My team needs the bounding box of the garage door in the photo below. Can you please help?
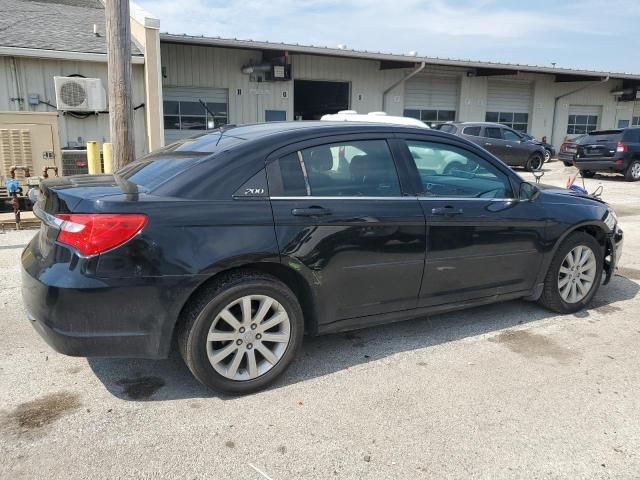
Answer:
[404,75,460,125]
[485,80,533,132]
[567,105,602,135]
[162,88,229,144]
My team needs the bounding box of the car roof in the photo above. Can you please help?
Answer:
[150,121,449,156]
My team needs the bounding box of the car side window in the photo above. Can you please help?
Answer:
[462,127,480,137]
[484,127,502,140]
[267,152,309,197]
[502,128,522,142]
[300,140,401,197]
[407,140,513,198]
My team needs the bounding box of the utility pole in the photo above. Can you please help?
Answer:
[105,0,135,171]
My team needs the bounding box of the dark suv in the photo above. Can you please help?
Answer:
[22,122,622,393]
[438,122,545,171]
[574,127,640,182]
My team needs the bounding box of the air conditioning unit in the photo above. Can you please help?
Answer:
[53,77,107,112]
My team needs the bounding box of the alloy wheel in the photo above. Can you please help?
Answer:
[207,295,291,381]
[558,245,597,303]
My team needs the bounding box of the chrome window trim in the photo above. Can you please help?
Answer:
[269,195,517,202]
[297,150,311,196]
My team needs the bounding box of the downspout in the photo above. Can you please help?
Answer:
[551,74,610,145]
[382,61,427,112]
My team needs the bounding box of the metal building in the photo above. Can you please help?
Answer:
[160,34,640,150]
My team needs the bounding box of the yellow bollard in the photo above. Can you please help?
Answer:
[87,142,102,175]
[102,143,113,173]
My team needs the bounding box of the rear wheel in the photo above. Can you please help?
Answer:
[624,160,640,182]
[178,272,303,394]
[525,153,544,172]
[539,232,604,313]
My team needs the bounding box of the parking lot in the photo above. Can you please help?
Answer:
[0,162,640,480]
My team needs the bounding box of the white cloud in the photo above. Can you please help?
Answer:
[138,0,640,70]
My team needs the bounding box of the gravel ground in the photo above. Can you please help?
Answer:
[0,162,640,480]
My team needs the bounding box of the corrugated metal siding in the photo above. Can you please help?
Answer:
[487,80,533,113]
[569,105,602,119]
[0,57,146,155]
[404,75,460,110]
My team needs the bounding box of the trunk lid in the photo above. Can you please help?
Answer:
[577,130,622,160]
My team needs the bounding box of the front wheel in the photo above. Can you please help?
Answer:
[525,153,544,172]
[624,160,640,182]
[178,272,304,394]
[539,232,604,313]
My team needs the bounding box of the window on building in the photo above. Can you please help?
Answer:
[485,112,529,132]
[567,115,598,135]
[404,109,456,127]
[264,110,287,122]
[163,100,227,130]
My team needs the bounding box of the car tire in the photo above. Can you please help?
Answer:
[178,270,304,395]
[524,152,544,172]
[624,160,640,182]
[538,232,604,313]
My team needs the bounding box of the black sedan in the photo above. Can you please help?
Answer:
[22,122,622,393]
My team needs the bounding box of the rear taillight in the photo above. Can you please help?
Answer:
[56,213,147,256]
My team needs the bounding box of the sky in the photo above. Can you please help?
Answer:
[136,0,640,73]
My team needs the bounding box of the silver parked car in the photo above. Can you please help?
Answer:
[437,122,545,171]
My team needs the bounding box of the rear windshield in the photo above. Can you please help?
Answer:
[116,155,203,191]
[578,130,622,145]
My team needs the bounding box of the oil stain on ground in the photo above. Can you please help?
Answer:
[489,330,576,363]
[0,392,82,434]
[616,267,640,280]
[116,377,165,400]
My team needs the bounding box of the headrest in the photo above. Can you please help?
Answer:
[305,147,333,172]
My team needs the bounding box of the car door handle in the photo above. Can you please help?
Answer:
[291,207,331,217]
[431,206,464,216]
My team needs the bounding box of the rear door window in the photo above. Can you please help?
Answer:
[623,128,640,143]
[502,128,521,142]
[462,127,480,137]
[300,140,401,197]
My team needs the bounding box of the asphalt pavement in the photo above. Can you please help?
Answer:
[0,162,640,480]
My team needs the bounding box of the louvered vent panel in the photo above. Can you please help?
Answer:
[0,128,35,182]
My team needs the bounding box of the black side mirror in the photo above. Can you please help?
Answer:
[518,182,538,201]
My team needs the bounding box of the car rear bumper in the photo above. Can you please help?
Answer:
[558,152,576,163]
[574,157,626,172]
[22,247,200,358]
[604,225,624,285]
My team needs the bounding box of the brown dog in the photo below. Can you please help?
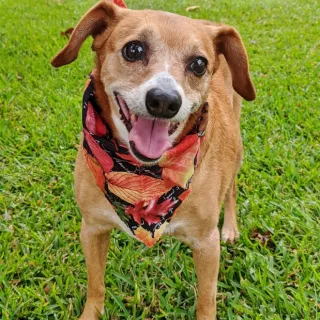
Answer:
[52,0,255,320]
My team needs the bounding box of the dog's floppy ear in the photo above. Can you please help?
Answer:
[51,0,121,68]
[210,24,256,101]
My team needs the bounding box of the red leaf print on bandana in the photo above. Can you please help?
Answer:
[126,199,177,225]
[83,129,113,172]
[159,134,200,189]
[86,102,107,137]
[106,172,168,204]
[83,149,105,190]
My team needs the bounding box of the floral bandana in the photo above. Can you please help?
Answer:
[82,76,208,247]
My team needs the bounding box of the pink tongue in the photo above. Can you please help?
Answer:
[129,117,172,159]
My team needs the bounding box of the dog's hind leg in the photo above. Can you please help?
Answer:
[80,219,111,320]
[221,179,239,243]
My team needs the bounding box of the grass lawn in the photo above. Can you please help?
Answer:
[0,0,320,320]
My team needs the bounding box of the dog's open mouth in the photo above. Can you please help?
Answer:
[114,92,179,162]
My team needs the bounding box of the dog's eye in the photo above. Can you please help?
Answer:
[188,57,208,77]
[122,41,144,62]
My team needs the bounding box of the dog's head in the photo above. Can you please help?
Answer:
[52,0,255,163]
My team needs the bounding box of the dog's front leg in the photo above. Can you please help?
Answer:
[193,228,220,320]
[80,219,111,320]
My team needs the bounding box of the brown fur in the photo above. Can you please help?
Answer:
[52,1,255,320]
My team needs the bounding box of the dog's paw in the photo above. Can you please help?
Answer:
[221,225,239,243]
[79,302,104,320]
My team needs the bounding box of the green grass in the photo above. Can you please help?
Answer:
[0,0,320,320]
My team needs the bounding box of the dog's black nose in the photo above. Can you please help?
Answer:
[146,88,182,119]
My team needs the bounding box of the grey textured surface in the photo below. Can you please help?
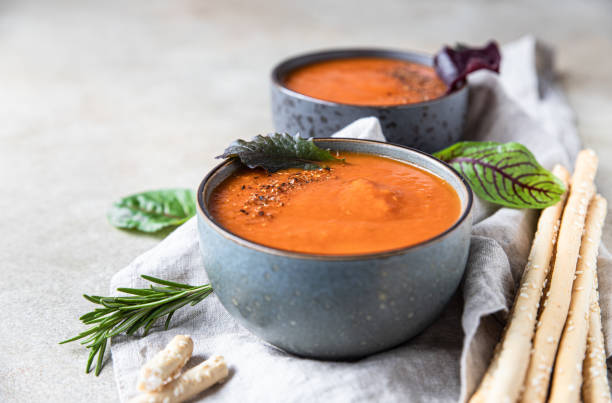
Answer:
[0,0,612,402]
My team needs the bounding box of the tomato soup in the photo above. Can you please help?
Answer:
[209,153,461,255]
[284,57,446,106]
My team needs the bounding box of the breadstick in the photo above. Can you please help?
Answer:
[470,165,569,403]
[130,356,228,403]
[522,150,597,403]
[582,258,612,403]
[548,195,607,403]
[137,335,193,391]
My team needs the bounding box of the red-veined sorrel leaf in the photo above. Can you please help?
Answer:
[434,141,565,209]
[434,41,501,93]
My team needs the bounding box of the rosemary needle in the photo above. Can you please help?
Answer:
[60,275,213,376]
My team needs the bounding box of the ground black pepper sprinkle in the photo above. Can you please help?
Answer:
[240,167,334,219]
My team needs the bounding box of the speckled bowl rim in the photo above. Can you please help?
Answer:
[270,48,467,110]
[197,137,474,261]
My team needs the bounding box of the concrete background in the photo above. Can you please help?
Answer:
[0,0,612,402]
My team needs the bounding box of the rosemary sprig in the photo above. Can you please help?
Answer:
[60,274,213,376]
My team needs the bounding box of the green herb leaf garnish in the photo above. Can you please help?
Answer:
[107,189,196,232]
[60,275,213,376]
[434,141,565,209]
[217,133,342,172]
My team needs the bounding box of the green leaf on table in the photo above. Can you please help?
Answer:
[434,141,565,209]
[107,189,196,232]
[217,133,343,172]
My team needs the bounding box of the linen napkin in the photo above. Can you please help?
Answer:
[111,37,612,403]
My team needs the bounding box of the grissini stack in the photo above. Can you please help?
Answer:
[522,150,597,403]
[582,254,612,403]
[136,335,193,391]
[548,195,607,403]
[470,165,569,403]
[130,356,228,403]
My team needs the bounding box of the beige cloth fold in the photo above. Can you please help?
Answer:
[111,37,612,403]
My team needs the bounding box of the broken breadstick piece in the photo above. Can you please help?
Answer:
[470,165,569,403]
[137,335,193,391]
[548,195,607,403]
[130,356,228,403]
[521,150,597,403]
[582,260,612,403]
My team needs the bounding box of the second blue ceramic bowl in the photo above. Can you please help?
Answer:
[271,49,468,153]
[198,139,473,359]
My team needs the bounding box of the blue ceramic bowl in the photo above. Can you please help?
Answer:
[271,49,468,152]
[198,139,473,359]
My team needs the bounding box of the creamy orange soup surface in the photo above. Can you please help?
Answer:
[284,57,447,106]
[209,153,461,255]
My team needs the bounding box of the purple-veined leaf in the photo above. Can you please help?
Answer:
[434,141,565,209]
[434,41,501,93]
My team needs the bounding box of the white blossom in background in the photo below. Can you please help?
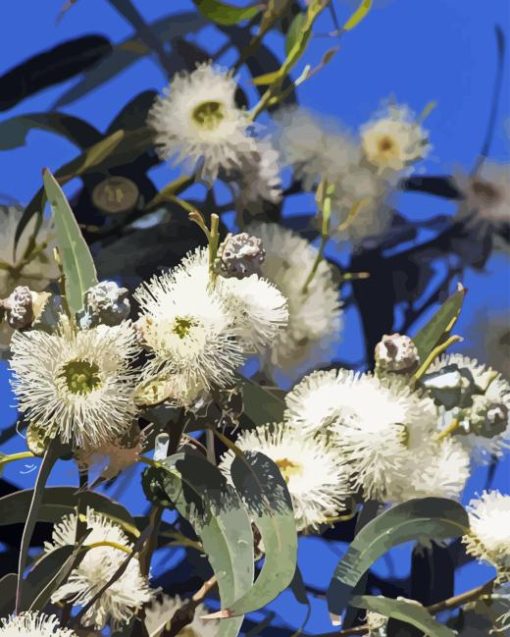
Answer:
[0,611,77,637]
[388,438,470,502]
[246,223,342,377]
[286,369,436,500]
[462,491,510,581]
[220,422,350,530]
[148,63,255,182]
[10,320,139,447]
[145,595,218,637]
[44,508,153,630]
[133,260,244,388]
[428,354,510,464]
[360,104,430,172]
[454,162,510,230]
[235,137,282,215]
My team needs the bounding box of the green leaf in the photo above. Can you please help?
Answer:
[194,0,262,26]
[157,453,254,637]
[285,11,310,55]
[342,0,372,31]
[0,113,101,150]
[237,375,285,426]
[413,285,466,362]
[227,451,297,616]
[327,498,469,615]
[0,487,139,536]
[350,595,457,637]
[43,169,97,313]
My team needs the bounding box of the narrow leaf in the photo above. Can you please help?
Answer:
[413,285,466,362]
[44,170,97,313]
[350,595,457,637]
[327,498,469,615]
[157,453,253,637]
[228,451,297,615]
[342,0,372,31]
[194,0,262,26]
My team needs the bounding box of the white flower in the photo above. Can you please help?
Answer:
[44,508,153,629]
[145,595,218,637]
[220,423,349,530]
[454,162,510,229]
[134,252,244,388]
[0,611,76,637]
[428,354,510,464]
[275,108,360,190]
[388,438,470,502]
[235,137,282,214]
[287,369,436,499]
[10,321,138,446]
[360,104,430,171]
[247,224,342,375]
[462,491,510,581]
[148,63,255,182]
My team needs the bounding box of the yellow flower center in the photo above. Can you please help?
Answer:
[191,102,225,130]
[60,361,101,394]
[275,458,303,482]
[173,316,197,339]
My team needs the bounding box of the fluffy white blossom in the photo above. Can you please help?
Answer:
[145,595,218,637]
[428,354,510,464]
[10,320,138,446]
[454,162,510,229]
[388,438,470,502]
[220,422,350,530]
[134,260,244,388]
[44,508,153,629]
[235,137,282,214]
[360,104,430,171]
[463,491,510,581]
[286,369,436,499]
[0,611,76,637]
[148,63,255,182]
[247,224,342,375]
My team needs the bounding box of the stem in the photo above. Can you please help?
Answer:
[436,418,460,442]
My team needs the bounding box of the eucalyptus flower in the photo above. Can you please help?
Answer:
[220,422,350,530]
[462,491,510,581]
[44,508,154,630]
[10,319,139,447]
[247,224,342,377]
[0,611,77,637]
[148,63,255,182]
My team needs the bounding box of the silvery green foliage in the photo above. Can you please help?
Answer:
[0,0,510,637]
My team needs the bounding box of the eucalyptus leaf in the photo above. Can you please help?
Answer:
[228,451,297,615]
[0,113,101,150]
[413,285,466,362]
[43,170,97,314]
[194,0,262,26]
[350,595,457,637]
[238,375,285,426]
[327,498,469,615]
[156,453,254,637]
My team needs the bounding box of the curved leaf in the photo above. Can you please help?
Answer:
[0,35,112,111]
[43,169,97,313]
[161,453,253,637]
[413,285,466,362]
[350,595,457,637]
[194,0,262,26]
[0,113,101,150]
[226,451,297,616]
[327,498,469,615]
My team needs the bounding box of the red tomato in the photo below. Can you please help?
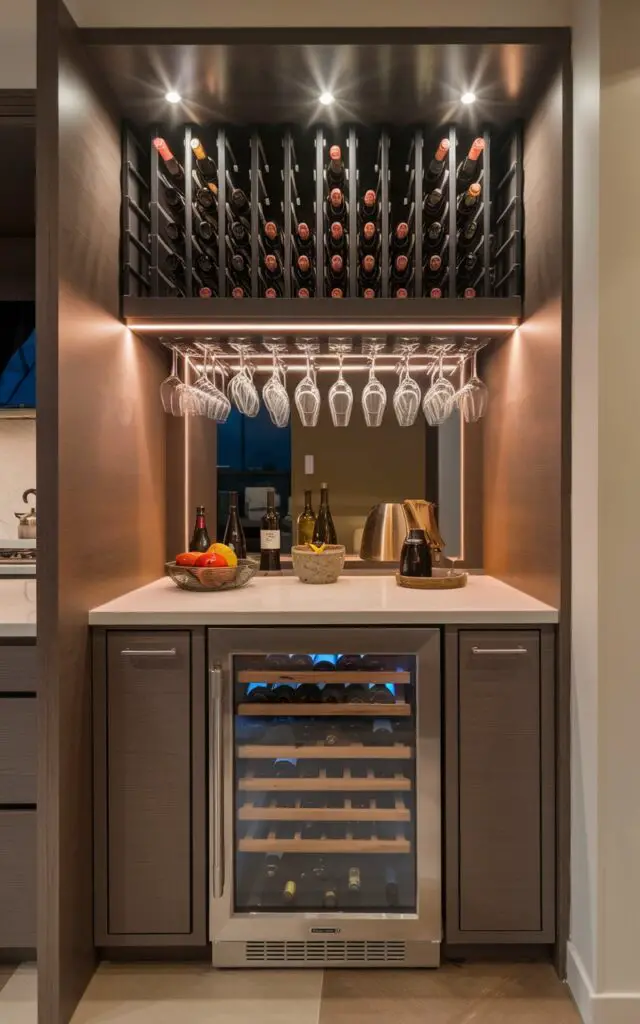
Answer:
[196,551,227,569]
[175,551,200,565]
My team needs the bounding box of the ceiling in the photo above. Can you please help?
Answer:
[90,37,562,127]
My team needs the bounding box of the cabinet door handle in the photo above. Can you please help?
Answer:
[471,644,528,654]
[120,647,177,657]
[209,665,224,899]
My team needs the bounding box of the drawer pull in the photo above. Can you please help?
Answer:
[471,644,528,654]
[120,647,177,657]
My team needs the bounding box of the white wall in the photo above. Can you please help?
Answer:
[0,416,36,543]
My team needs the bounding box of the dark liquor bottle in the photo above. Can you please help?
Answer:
[188,505,211,552]
[357,220,380,255]
[313,483,338,544]
[327,188,347,223]
[296,220,313,253]
[425,138,450,188]
[384,864,399,906]
[360,188,378,220]
[458,181,482,223]
[325,145,345,188]
[327,220,347,256]
[348,867,361,893]
[260,490,280,572]
[458,138,484,191]
[191,138,218,191]
[154,135,184,187]
[222,490,247,558]
[298,490,315,544]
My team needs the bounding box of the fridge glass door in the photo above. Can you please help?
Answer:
[230,649,418,916]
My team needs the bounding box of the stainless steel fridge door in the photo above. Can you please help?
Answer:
[208,627,441,967]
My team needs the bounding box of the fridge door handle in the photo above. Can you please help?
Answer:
[209,665,224,899]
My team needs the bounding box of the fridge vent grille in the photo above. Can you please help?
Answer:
[246,939,407,964]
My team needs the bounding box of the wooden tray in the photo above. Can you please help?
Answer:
[395,572,469,590]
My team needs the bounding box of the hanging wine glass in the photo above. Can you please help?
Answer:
[262,341,291,427]
[329,339,353,427]
[294,341,321,427]
[229,341,260,418]
[422,348,456,427]
[361,340,387,427]
[460,348,488,423]
[393,340,422,427]
[160,348,182,416]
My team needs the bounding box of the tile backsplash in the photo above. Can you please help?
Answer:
[0,417,36,541]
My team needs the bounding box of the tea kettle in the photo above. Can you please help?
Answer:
[360,499,444,562]
[13,487,36,541]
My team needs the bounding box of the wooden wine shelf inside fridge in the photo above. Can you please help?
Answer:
[238,835,411,853]
[237,743,414,761]
[236,668,411,686]
[238,768,412,793]
[238,797,411,821]
[237,700,412,718]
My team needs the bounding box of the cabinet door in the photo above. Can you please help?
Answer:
[94,631,207,946]
[446,630,555,942]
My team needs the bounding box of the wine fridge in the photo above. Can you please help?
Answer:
[208,627,441,968]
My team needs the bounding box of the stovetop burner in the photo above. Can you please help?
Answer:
[0,548,36,565]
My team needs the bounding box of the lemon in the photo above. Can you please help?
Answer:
[209,544,238,565]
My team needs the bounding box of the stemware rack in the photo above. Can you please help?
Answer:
[122,124,522,301]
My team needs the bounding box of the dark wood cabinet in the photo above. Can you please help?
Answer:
[444,629,555,943]
[93,630,207,946]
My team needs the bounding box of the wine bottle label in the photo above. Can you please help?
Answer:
[260,529,280,551]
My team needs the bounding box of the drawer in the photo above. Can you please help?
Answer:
[0,811,36,949]
[0,641,38,693]
[0,694,38,804]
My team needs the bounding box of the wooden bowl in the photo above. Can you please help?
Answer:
[291,544,346,584]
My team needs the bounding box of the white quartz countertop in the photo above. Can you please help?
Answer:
[0,580,36,637]
[89,575,558,627]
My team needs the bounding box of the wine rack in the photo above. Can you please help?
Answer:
[122,118,523,303]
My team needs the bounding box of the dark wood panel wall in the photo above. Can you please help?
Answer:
[483,75,569,606]
[37,0,166,1024]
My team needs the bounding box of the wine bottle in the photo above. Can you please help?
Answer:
[260,489,280,572]
[154,135,184,187]
[297,490,315,544]
[222,490,247,558]
[327,188,347,223]
[296,220,313,253]
[188,505,211,552]
[360,188,378,220]
[423,188,446,223]
[283,879,298,903]
[384,864,399,906]
[327,220,347,256]
[458,138,484,191]
[325,145,345,188]
[357,220,380,255]
[191,138,218,191]
[313,483,338,544]
[425,138,450,188]
[348,867,361,893]
[458,181,482,224]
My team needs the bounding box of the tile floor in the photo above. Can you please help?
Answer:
[0,964,580,1024]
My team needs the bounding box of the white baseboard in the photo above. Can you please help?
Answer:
[566,942,640,1024]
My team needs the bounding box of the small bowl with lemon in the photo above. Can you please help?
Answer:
[291,544,346,584]
[165,544,258,593]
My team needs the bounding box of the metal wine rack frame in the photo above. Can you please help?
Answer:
[122,124,523,311]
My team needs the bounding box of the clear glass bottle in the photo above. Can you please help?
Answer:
[298,490,315,544]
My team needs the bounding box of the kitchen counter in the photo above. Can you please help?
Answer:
[0,580,36,637]
[89,575,558,628]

____________________

Do this ▸ Copy the records from the line with "My team needs the bounding box of the white quartz" up to and including the line with "[37,0,166,1024]", swapping "wine rack" for "bottle rack" and leaving everything else unchanged.

Written solution ▸
My team needs the bounding box of the white quartz countertop in the photo above. Can you please help?
Answer:
[0,580,36,637]
[89,575,558,627]
My team needs the bounding box of the bottle rack in the photo above. Can you please help?
Answer:
[122,118,523,303]
My team needs the bounding box of the dark wood panel wall in the photo above. Can you please help?
Answer:
[483,75,569,606]
[37,0,166,1024]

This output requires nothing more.